Data shown:
━━━

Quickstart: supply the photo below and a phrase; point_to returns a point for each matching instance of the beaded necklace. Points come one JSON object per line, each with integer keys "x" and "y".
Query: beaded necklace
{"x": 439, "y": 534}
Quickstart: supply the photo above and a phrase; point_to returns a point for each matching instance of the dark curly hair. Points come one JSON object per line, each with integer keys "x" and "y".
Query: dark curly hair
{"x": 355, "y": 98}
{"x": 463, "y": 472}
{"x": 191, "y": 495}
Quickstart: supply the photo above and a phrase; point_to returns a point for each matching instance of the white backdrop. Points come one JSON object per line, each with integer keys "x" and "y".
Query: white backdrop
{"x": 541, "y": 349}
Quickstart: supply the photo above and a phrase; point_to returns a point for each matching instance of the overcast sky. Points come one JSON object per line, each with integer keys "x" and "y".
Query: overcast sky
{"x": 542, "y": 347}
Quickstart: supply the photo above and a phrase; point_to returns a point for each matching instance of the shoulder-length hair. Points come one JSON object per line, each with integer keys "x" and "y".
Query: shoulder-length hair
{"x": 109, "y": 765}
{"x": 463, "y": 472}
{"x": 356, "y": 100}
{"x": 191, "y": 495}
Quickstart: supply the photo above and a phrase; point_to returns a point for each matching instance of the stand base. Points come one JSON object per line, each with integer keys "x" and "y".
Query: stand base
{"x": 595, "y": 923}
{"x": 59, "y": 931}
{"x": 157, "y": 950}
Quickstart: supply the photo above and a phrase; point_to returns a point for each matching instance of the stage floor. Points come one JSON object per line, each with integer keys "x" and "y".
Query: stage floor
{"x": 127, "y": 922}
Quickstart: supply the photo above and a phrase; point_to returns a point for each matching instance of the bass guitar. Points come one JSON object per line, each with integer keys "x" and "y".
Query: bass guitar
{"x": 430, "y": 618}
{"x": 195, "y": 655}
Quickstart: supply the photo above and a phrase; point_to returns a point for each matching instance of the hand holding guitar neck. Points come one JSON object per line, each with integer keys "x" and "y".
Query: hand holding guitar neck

━━━

Each line that holds the string "hand" counts once. Give the total for the listing and nothing else.

2